_Tarefa escrita a_
Transcreva todas as linhas dos registros, incluindo os pedidos de rótulo, e acrescente 41 a cada coordenada das caixas delimitadoras que aparecem nas respostas. Deixe as imagens de fora da sua resposta.

O globo, n.31428, 24/08/2019. País, p. 08

 

Nova fase da lava-jato mira Graça Foster 

24/08/2019

 

 

Operação tem como base delação de Palocci. PF afirma que ex-presidente da Petrobras encobriu irregularidades em contratos da estatal e favoreceu o BTG Pactual na compra de ativos na África

SÃO PAULO

A Polícia Federal deflagrou ontem a 64ª fase da Operação Lava-Jato, que teve como alvos a ex-presidente da Petrobras na gestão petista Graça Foster, o banqueiro André Esteves e o BTG Pactual. Agentes cumpriram mandados de busca e apreensão na sede do banco e nas casas de André Esteves e de Graça Foster no Rio de Janeiro.

A investigação tem como base o acordo de delação premiada do ex-ministro petista Antonio Palocci, firmado em Curitiba, e informações que aparecem em e-mails do ex-presidente da Odebrecht, Marcelo Odebrecht. A ex-presidente da Petrobras é suspeita de não ter adotado medidas para apurar ou impedir a continuidade do esquema de corrupção dentro da estatal durante a sua gestão, entre fevereiro de 2012 e fevereiro de 2015.

Procurado, o BTG Pactual disse estar à disposição das autoridades para que “tudo seja esclarecido o mais rápido possível”. Já André Esteves declarou que é “inexplicável e verdadeiramente assustadora a nova medida de força adotada sem qualquer motivo, baseada na desacreditada delação de Antonio Palocci, contra uma instituição financeira e um cidadão recentemente vítima de violento erro judiciário reconhecido por todas as instâncias judiciais”. O GLOBO não conseguiu contato com a defesa de Graça Foster.

A operação foi batizada de “Pentiti” — referência ao termo empregado na Itália para caracterizar pessoas que integraram organizações criminosas e, após serem presas, decidiram colaborar com investigações de autoridades — e mirou crimes de corrupção ativa e passiva, organização criminosa e lavagem de capitais ligados a recursos registrados em uma planilha chamada “Programa Especial Italiano”, gerida pelo setor de propinas da Odebrecht.

Os investigadores sustentam que a ex-presidente da Petrobras favoreceu o BTG Pactual na compra de ativos da estatal na África em troca de assumir o controle da Sete Brasil, subsidiária da Petrobras criada para a exploração do pré-sal. De acordo com a PF, os cofres públicos podem ter sido lesados em ao menos US$ 1,5 bilhão, o equivalente a hoje R$ 6 bilhões.

Em junho de 2013, a Petrobras e o BTG anunciaram que o banco compraria ativos de exploração e produção da petroleira na África. A transação envolveu 50% do capital da Petrobras Oil & Gas B.V, as sucursais localizadas em Angola, Benin, Gabão e Namíbia, bem como as subsidiárias na Nigéria e na Tanzânia.

COMPRAS ABAIXO DO PREÇO

A partir de análise de documentos apreendidos, foram identificados indícios de que os ativos na África foram comercializados em valor inferior ao avaliado por instituições financeiras. No início do processo, seu preço foi estimado entre US$ 5,6 bilhões e US$ 8,4 bilhões. Ao final, em 2013, metade desses ativos foi vendida por US$ 1,5 bilhão. O procedimento de venda teria ocorrido com restrição de concorrência e acesso a informações sigilosas em favor do BTG.

_Tarefa escrita b_
Indique se cada afirmação abaixo está de acordo com a reportagem sobre a 64ª fase da Lava-Jato. Responda sim ou não e cite as palavras exatas do texto que decidem a questão. (i) A 64ª fase da Operação Lava-Jato foi deflagrada pela Polícia Federal. (ii) O GLOBO conseguiu contato com a defesa de Graça Foster. (iii) Metade dos ativos na África foi vendida por US$ 5,6 bilhões.

_Material do exercício_
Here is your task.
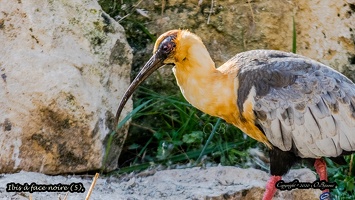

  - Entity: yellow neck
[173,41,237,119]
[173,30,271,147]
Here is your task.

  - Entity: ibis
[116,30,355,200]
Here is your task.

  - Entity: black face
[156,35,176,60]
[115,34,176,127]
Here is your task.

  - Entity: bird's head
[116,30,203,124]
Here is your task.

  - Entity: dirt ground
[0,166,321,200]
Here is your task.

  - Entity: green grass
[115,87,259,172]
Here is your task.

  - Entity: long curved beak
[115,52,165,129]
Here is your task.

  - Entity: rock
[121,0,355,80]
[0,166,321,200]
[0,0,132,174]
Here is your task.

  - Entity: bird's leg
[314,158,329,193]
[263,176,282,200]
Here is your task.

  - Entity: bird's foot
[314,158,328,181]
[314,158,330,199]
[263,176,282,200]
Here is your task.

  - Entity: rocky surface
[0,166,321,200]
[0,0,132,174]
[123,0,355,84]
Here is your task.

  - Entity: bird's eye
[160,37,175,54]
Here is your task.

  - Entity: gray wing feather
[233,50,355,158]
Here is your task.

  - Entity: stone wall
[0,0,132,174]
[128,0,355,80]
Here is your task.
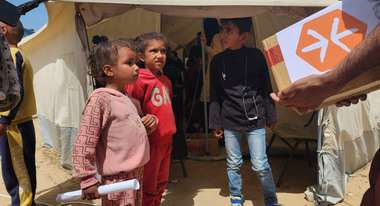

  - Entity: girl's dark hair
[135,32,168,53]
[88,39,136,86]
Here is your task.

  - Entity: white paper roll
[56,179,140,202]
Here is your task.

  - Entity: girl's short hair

_Solução a_
Here is your task.

  - Entity: yellow neck
[214,82,278,160]
[214,71,312,188]
Here is your task.

  - Entity: ibis
[157,71,396,241]
Here is your task.

  - Entity: black face
[197,76,217,101]
[156,75,217,168]
Here is your task.

  - Entity: bird's head
[157,71,244,165]
Here is your task.

  - Entity: dirt ground
[41,207,362,241]
Here is your task.

  - Entity: green grass
[156,128,300,213]
Here is your task.

  - Entity: long curved beak
[156,93,206,170]
Here is your task.

  - Entity: rock
[162,41,396,121]
[41,207,362,241]
[41,41,173,215]
Here is your task.

  - Entity: bird's leg
[355,199,370,234]
[304,217,323,241]
Here is your task.

  - Entity: bird's foot
[355,199,369,222]
[355,199,371,240]
[304,217,323,241]
Here is your task.

  - Entity: rocky surface
[41,207,362,241]
[41,41,173,215]
[164,41,396,125]
Here is your task.

  - Entity: bird's eye
[201,78,216,95]
Here is your task.

  - Entity: gray wing feather
[274,91,396,199]
Here is your task.

  - Entity: stone wall
[41,41,173,215]
[169,41,396,121]
Here is your task.

  - Entity: girl's dark hair
[176,73,209,94]
[129,80,177,127]
Here is your task.

  - Entity: white paper roll
[97,220,181,243]
Here is your task.

  - Entity: girl's short hair

_Solução b_
(i) Sim: “A Polícia Federal deflagrou ontem a 64ª fase da Operação Lava-Jato”.
(ii) Não: “O GLOBO não conseguiu contato com a defesa de Graça Foster.”
(iii) Não: “metade desses ativos foi vendida por US$ 1,5 bilhão”.